---- Data supplied
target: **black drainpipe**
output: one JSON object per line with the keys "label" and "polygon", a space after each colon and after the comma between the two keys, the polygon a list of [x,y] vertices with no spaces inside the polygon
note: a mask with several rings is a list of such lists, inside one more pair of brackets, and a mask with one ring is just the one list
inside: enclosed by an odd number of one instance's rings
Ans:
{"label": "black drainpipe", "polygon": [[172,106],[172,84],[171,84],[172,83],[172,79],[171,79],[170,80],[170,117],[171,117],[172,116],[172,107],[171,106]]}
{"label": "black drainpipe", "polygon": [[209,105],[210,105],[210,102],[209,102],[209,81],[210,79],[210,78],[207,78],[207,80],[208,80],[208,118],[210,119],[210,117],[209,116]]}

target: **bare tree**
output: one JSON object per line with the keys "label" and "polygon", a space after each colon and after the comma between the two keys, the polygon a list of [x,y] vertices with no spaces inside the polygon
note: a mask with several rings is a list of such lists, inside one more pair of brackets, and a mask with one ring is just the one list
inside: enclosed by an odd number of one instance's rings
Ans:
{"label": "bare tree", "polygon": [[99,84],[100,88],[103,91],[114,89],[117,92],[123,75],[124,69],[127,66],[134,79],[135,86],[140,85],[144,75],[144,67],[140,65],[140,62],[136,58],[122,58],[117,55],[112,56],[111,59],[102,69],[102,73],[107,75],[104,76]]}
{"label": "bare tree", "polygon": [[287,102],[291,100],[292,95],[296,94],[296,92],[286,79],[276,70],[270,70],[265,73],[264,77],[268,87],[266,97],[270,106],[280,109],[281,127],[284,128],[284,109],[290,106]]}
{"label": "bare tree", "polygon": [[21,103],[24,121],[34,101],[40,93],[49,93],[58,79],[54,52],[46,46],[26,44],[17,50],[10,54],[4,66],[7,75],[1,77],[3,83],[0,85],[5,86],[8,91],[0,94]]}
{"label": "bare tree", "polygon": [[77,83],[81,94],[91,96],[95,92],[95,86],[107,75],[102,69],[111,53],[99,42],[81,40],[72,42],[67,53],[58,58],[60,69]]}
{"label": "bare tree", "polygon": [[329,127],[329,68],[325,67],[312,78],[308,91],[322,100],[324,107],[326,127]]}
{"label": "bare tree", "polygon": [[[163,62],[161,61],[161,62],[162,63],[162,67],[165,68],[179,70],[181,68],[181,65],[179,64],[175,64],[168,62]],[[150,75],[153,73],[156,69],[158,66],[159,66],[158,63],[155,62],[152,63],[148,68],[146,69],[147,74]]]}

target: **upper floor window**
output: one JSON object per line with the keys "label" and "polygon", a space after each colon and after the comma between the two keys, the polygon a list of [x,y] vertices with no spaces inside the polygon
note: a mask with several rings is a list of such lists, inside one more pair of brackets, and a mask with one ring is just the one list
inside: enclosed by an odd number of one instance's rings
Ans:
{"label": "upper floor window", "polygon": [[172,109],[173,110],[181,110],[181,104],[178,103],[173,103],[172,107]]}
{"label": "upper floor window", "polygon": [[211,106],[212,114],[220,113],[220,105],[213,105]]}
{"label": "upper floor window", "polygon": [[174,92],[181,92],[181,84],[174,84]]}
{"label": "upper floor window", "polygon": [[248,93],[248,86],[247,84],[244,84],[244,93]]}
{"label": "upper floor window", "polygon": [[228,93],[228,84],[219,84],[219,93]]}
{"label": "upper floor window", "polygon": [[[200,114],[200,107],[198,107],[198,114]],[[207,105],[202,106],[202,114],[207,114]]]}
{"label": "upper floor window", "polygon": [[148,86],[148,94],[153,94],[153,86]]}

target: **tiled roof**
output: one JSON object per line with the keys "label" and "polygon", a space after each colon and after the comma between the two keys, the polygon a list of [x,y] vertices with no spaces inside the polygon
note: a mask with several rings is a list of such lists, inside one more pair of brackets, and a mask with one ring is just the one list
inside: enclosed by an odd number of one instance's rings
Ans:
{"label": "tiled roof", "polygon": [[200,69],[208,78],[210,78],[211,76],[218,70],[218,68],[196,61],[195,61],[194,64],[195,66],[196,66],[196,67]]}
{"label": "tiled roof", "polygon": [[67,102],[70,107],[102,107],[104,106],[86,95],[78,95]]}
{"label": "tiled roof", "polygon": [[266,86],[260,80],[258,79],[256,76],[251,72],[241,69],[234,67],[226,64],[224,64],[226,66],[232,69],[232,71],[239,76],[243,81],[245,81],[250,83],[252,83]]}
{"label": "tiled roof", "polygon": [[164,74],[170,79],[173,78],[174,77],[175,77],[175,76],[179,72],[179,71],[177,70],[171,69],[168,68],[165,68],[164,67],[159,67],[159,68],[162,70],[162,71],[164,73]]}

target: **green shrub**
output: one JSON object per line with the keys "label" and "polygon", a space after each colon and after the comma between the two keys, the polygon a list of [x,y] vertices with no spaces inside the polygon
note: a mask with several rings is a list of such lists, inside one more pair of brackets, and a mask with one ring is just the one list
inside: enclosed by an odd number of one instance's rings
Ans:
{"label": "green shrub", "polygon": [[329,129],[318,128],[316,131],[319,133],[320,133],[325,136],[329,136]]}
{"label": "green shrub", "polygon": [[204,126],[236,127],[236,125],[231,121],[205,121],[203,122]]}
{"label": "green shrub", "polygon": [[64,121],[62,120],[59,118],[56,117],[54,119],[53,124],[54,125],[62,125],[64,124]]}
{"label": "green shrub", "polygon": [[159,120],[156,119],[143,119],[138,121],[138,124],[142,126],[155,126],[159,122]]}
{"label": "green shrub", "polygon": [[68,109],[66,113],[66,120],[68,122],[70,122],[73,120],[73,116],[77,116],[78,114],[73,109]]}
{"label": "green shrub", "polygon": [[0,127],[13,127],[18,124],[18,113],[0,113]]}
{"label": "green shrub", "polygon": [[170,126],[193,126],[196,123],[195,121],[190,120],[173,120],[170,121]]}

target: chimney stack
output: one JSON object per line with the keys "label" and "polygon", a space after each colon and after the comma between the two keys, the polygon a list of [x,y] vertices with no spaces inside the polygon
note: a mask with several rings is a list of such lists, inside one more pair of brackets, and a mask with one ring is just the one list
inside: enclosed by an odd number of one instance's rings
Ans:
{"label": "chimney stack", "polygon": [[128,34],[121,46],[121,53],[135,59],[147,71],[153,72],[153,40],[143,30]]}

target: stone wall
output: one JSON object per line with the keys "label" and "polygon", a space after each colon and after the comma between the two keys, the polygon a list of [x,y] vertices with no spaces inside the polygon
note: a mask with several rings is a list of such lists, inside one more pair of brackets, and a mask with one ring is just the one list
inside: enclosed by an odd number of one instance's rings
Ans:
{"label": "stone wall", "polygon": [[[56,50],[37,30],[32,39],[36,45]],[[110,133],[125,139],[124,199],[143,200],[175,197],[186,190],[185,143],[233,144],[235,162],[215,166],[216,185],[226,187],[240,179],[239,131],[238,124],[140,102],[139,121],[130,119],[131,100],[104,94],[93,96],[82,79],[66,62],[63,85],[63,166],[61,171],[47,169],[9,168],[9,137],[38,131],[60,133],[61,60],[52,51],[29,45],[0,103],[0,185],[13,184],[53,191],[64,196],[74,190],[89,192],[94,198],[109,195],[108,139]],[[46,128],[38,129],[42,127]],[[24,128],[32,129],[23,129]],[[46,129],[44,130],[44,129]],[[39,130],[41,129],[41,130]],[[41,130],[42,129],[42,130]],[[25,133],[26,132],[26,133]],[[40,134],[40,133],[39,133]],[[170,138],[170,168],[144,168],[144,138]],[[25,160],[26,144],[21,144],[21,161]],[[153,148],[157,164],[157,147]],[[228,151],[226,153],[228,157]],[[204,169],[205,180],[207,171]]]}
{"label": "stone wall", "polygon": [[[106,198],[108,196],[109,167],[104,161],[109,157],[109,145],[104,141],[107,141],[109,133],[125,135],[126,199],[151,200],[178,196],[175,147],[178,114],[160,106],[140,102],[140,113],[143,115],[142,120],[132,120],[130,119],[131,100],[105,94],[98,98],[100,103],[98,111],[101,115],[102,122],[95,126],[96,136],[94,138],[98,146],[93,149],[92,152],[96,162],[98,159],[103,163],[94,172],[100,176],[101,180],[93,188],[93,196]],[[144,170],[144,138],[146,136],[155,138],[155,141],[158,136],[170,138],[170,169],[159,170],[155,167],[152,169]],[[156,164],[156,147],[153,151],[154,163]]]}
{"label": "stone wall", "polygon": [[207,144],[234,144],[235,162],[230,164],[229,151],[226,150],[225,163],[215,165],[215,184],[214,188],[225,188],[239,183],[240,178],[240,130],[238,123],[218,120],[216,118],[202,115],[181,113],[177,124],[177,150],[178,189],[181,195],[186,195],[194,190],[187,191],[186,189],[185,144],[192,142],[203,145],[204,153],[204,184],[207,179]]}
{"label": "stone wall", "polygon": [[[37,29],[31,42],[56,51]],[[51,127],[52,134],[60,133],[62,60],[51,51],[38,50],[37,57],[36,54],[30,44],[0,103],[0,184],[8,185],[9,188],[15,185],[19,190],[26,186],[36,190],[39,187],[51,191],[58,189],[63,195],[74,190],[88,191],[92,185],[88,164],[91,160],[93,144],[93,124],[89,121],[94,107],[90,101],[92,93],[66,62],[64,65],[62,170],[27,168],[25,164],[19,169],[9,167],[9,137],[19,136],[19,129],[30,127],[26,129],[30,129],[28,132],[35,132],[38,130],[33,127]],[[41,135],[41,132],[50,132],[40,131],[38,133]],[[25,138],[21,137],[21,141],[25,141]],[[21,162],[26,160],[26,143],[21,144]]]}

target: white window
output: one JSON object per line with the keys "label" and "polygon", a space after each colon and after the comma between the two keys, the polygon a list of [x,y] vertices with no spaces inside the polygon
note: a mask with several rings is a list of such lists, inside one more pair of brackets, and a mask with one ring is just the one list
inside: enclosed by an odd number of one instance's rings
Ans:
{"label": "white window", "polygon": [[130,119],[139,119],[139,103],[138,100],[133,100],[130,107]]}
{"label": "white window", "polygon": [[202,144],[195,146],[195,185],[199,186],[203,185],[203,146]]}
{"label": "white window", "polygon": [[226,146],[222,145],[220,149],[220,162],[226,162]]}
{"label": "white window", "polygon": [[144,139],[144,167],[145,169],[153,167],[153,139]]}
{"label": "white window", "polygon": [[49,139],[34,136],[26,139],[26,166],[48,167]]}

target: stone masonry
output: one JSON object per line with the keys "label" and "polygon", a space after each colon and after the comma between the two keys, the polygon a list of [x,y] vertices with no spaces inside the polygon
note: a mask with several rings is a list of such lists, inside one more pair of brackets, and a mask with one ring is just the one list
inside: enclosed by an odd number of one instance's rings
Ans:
--------
* **What you will do**
Return exactly the lines from the one containing "target: stone masonry" to the last line of the data, and nothing more.

* **Reply to the task**
target: stone masonry
output: one JSON object per line with the keys "label" and "polygon", a space after each colon and after the comma between the two keys, the polygon a list of [x,y] vertices with no spaces inside the polygon
note: a mask with several rings is a list of such lists, inside one more pair of brackets, and a mask with one ring is just the one list
inside: enclosed by an odd number of one instance's rings
Ans:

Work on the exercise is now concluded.